Definitions of data-driven decision-making efficacy and anxiety latent variables.
Note. DDDM = data-driven decision making.
Data-Driven Decision-Making Efficacy and Anxiety Reliability and Validity Evidence
Prior evidence on the psychometric properties of the 3D-MEA also informed this research. Four published papers have specifically examined the psychometric properties of the data derived from the 3D-MEA. In general, these three studies emphasized internal consistency-related reliability evidence and internal score structure-based validity evidence. Several smaller-scale substantive studies have also reported data that technically constitutes or may be considered reliability and/or validity evidence (e.g., Authors, 2017; Green et al., 2016), but given their small scale, we emphasize in this section, the four larger-scale studies specifically aimed at investigating the 3D-MEA vis-à-vis score reliability and validity.
Dunn et al. (2013) reported considerable reliability and validity evidence for the 3D-MEA in the paper in which the instrument was first published. In this first psychometric evaluation of the 3D-MEA, the authors used data from 1728 in-service teachers in the U.S. pacific northwest region. They first used exploratory factor analysis, and cross-validated findings in a separate sample using confirmatory factor analysis, concluding that a five-factor model (with four self-efficacy dimensions and one anxiety dimension) well accounted for the observed 3D-MEA data. Authors (2018) then independently conducted a confirmatory factor analysis of 3D-MEA data collected from 365 Illinois in-service teachers, finding a good fit of the same five-factor model and high score reliability.
Two groups of researchers have also formally investigated research questions about 3D-MEA score validity and reliability with pre-service teachers. Dunn et al. (2020) used exploratory factor analysis to examine the internal score structure of 3D-MEA data collected from 602 pre-service teachers over multiple semesters from a course in a single teacher-education institution. The authors hypothesized that given the relative inexperience of pre-service teachers with DDDM would likely mean that self-efficacy would be a unidimensional construct for this population (rather than four separate DDDM self-efficacy dimensions) and this is indeed what they found.
# # # # # # #
*Goal 1*
Retype the stretch of the 3D-MEA passage from "Data-Driven Decision-Making Efficacy and Anxiety Reliability" through "reliability and validity.".
*Goal 2*
Answer these questions from the 3D-MEA passage:
(a) How many in-service teachers supplied the data in Dunn et al. (2013), and from what region?
(b) How many Illinois in-service teachers were in the data that Authors (2018) analyzed?
(c) What did Dunn et al. (2020) find about the structure of self-efficacy among pre-service teachers?

*Data section*
# # # # # # #
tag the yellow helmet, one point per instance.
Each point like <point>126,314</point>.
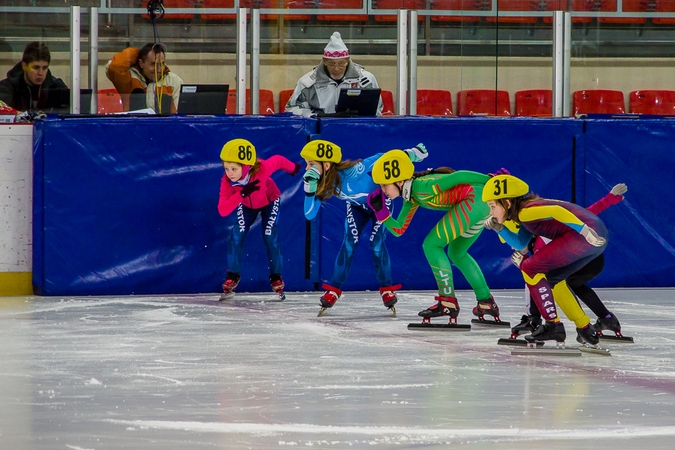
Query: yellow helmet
# # # # # # #
*Reply 1*
Data-Driven Decision-Making Efficacy and Anxiety Reliability and Validity Evidence
Prior evidence on the psychometric properties of the 3D-MEA also informed this research. Four published papers have specifically examined the psychometric properties of the data derived from the 3D-MEA. In general, these three studies emphasized internal consistency-related reliability evidence and internal score structure-based validity evidence. Several smaller-scale substantive studies have also reported data that technically constitutes or may be considered reliability and/or validity evidence (e.g., Authors, 2017; Green et al., 2016), but given their small scale, we emphasize in this section, the four larger-scale studies specifically aimed at investigating the 3D-MEA vis-à-vis score reliability and validity.

*Reply 2*
(a) 1728 in-service teachers from the U.S. pacific northwest region.
(b) 365.
(c) Self-efficacy was a unidimensional construct, not four separate DDDM self-efficacy dimensions.